◆ WORK ITEM: Repeat each line, word for word, from the one containing "Tag one point per instance of the baseboard" through the last line of the entries, and include no other output.
■ ■ ■ ■
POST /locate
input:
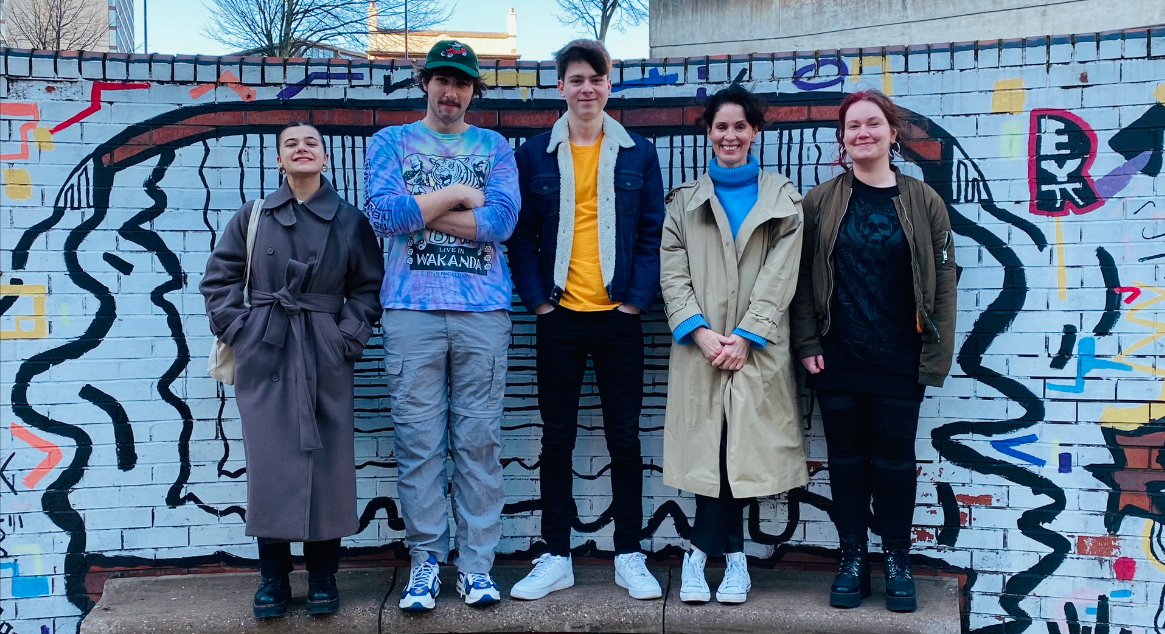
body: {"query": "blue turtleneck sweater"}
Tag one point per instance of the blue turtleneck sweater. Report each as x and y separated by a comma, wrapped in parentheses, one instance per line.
(736, 189)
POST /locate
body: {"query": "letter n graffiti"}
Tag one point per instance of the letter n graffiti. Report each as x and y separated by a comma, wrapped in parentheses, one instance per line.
(1061, 148)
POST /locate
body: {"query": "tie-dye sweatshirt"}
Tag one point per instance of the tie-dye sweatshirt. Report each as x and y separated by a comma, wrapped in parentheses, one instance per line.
(426, 269)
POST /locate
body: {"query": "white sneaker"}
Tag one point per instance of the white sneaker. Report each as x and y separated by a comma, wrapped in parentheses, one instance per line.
(478, 587)
(632, 572)
(694, 587)
(736, 583)
(424, 586)
(550, 572)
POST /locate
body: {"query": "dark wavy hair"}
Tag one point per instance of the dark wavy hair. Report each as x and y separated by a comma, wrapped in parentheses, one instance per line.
(892, 113)
(754, 106)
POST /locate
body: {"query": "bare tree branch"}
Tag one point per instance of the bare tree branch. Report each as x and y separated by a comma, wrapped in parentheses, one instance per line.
(57, 25)
(288, 28)
(598, 16)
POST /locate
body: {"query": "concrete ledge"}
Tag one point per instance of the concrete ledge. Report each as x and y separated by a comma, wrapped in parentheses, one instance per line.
(781, 601)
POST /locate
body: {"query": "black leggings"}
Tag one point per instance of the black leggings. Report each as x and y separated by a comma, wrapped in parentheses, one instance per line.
(870, 442)
(719, 525)
(275, 557)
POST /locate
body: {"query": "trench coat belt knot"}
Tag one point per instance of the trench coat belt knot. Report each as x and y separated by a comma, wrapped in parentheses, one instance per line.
(289, 307)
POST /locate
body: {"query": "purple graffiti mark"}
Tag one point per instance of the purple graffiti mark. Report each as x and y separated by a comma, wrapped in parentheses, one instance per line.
(654, 78)
(814, 70)
(1111, 183)
(297, 87)
(1086, 363)
(1007, 446)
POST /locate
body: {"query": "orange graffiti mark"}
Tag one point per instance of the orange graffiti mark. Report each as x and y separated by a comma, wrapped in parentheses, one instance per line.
(26, 128)
(51, 451)
(227, 79)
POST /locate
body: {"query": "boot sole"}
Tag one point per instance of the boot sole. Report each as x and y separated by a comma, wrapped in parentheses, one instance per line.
(902, 604)
(270, 611)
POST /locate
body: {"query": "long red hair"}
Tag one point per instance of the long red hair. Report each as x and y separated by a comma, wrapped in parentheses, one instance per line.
(894, 117)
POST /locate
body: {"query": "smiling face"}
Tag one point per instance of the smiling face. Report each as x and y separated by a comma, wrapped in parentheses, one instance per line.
(585, 90)
(867, 134)
(731, 135)
(449, 96)
(302, 152)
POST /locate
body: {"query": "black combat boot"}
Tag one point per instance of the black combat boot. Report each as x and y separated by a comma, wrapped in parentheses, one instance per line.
(323, 596)
(273, 597)
(853, 580)
(899, 582)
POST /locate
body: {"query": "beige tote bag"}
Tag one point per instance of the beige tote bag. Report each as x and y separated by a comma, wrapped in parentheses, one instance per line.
(220, 364)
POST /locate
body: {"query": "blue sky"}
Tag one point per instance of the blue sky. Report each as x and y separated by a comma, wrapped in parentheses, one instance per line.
(175, 27)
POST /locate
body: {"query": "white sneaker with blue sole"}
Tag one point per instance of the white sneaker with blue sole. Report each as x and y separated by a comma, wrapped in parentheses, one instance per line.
(424, 586)
(478, 587)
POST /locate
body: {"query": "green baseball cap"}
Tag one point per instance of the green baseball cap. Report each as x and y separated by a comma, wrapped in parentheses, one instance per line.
(452, 54)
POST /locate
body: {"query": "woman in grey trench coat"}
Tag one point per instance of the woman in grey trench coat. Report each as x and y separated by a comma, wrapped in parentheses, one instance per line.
(315, 282)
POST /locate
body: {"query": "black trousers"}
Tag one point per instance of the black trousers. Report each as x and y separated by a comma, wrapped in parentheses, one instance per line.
(719, 525)
(614, 342)
(870, 443)
(275, 557)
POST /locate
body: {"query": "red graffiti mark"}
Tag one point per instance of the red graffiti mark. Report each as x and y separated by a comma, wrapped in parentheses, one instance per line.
(1061, 148)
(51, 451)
(1124, 568)
(94, 101)
(1098, 546)
(227, 79)
(1134, 293)
(981, 500)
(26, 128)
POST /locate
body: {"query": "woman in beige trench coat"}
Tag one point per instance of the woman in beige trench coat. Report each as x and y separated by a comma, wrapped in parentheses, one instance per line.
(728, 270)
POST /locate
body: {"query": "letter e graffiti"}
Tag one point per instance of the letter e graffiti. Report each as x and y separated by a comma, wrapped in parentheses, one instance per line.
(1061, 148)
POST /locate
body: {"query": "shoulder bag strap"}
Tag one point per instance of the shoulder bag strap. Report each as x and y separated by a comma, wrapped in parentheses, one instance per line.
(252, 232)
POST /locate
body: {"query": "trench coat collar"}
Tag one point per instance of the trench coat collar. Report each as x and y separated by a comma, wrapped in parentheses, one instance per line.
(770, 204)
(323, 203)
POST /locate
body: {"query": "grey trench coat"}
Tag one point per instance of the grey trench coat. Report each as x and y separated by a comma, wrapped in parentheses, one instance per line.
(295, 350)
(746, 282)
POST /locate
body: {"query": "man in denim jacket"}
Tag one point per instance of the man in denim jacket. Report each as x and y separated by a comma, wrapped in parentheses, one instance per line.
(585, 258)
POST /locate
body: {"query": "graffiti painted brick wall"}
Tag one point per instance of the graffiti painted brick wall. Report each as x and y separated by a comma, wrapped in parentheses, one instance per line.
(1040, 460)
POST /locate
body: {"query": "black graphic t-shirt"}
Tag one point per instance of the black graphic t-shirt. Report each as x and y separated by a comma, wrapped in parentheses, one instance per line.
(873, 344)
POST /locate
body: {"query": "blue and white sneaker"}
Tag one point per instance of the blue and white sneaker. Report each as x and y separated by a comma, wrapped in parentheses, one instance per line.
(424, 586)
(478, 587)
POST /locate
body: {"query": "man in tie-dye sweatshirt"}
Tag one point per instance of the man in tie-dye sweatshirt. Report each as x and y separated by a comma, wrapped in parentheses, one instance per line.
(443, 194)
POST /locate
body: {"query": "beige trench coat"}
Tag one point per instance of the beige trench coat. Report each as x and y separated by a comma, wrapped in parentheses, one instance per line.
(747, 283)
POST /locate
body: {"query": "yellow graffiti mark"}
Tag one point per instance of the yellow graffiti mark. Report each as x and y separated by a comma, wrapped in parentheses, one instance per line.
(1131, 417)
(1061, 273)
(42, 138)
(1008, 96)
(28, 326)
(18, 184)
(880, 61)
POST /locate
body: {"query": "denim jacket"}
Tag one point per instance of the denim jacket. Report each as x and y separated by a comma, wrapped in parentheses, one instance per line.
(630, 217)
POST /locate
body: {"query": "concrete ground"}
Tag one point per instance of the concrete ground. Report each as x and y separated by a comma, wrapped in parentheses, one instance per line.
(781, 601)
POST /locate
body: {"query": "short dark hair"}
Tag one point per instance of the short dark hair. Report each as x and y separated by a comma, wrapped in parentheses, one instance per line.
(754, 106)
(592, 51)
(422, 76)
(279, 135)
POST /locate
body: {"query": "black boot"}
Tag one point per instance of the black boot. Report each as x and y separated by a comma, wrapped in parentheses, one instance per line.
(899, 582)
(853, 580)
(273, 597)
(323, 596)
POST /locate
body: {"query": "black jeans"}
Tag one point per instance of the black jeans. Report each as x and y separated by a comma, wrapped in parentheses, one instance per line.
(870, 443)
(275, 557)
(614, 340)
(719, 525)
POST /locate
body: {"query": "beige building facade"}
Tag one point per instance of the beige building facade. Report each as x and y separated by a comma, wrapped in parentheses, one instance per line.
(683, 28)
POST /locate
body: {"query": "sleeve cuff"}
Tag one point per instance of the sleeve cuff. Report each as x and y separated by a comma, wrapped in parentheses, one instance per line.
(683, 332)
(756, 340)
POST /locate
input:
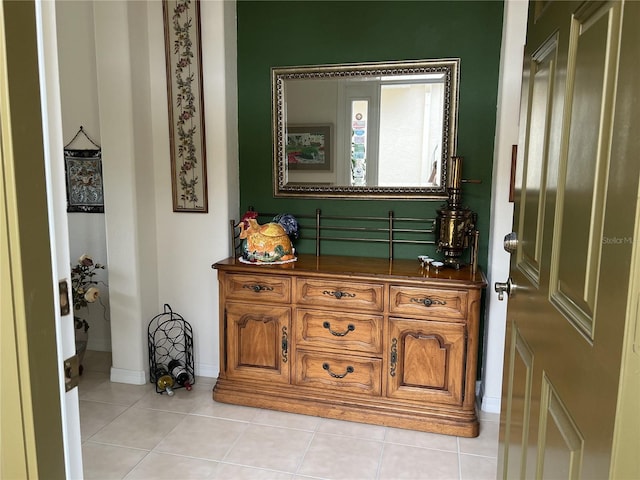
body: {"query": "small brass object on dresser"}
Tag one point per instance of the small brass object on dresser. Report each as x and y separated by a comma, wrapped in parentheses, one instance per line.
(456, 224)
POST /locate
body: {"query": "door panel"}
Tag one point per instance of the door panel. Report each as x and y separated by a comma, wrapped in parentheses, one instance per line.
(519, 407)
(585, 164)
(574, 216)
(542, 75)
(560, 447)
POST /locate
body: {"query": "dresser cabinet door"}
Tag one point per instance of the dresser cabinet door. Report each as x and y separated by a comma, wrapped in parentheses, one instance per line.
(426, 361)
(257, 341)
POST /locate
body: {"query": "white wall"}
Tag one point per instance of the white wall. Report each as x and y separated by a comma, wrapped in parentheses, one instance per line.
(155, 256)
(76, 56)
(513, 37)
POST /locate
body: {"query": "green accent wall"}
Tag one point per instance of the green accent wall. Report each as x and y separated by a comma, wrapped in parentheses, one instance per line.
(286, 33)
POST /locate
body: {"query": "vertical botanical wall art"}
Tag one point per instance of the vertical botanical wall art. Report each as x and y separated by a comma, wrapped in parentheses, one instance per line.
(186, 111)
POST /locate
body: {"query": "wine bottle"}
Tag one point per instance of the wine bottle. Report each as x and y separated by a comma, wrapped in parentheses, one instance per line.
(164, 380)
(180, 374)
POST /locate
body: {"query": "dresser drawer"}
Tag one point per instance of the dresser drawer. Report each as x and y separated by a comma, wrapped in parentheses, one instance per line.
(431, 302)
(340, 294)
(359, 375)
(269, 288)
(343, 331)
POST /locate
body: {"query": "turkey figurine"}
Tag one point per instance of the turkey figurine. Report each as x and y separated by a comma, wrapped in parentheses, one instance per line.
(268, 243)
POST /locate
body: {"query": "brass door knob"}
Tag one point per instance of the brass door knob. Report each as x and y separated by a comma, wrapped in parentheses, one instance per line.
(504, 287)
(510, 242)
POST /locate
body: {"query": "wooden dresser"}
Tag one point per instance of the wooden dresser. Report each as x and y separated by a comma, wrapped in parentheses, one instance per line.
(362, 339)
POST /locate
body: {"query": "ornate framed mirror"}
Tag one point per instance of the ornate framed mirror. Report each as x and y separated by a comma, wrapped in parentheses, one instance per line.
(367, 130)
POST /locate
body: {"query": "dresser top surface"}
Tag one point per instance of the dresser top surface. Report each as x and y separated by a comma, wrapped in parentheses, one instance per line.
(368, 267)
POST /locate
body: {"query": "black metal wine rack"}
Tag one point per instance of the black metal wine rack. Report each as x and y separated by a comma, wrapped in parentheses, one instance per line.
(170, 338)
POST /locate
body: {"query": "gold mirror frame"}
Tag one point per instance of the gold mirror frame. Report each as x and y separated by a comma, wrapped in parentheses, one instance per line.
(279, 75)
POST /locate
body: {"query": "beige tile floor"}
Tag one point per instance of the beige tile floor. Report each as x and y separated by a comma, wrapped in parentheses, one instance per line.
(131, 432)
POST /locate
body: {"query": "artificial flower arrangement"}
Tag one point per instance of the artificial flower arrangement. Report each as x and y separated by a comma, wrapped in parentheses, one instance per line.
(84, 287)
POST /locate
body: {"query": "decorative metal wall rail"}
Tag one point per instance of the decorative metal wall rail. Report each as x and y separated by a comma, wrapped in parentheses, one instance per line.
(321, 228)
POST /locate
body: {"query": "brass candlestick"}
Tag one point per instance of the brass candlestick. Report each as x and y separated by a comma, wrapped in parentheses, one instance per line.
(455, 224)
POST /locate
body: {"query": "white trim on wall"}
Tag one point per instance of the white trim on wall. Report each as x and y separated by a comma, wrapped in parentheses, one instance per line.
(513, 38)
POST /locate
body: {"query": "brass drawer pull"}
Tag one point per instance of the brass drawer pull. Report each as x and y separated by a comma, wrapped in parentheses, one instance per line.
(258, 288)
(339, 294)
(427, 302)
(326, 366)
(350, 328)
(285, 345)
(393, 360)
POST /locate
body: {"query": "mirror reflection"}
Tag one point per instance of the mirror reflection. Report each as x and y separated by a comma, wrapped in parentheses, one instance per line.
(383, 130)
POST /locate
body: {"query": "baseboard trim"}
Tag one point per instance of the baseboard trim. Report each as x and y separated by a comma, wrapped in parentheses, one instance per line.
(132, 377)
(207, 370)
(490, 405)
■ ■ ■ ■
◆ EXERCISE ANSWER:
Tag one point per instance of the baseboard trim. Report each as x and y separated by a comma, wrapped in parentheses, one instance per line.
(132, 377)
(207, 370)
(490, 405)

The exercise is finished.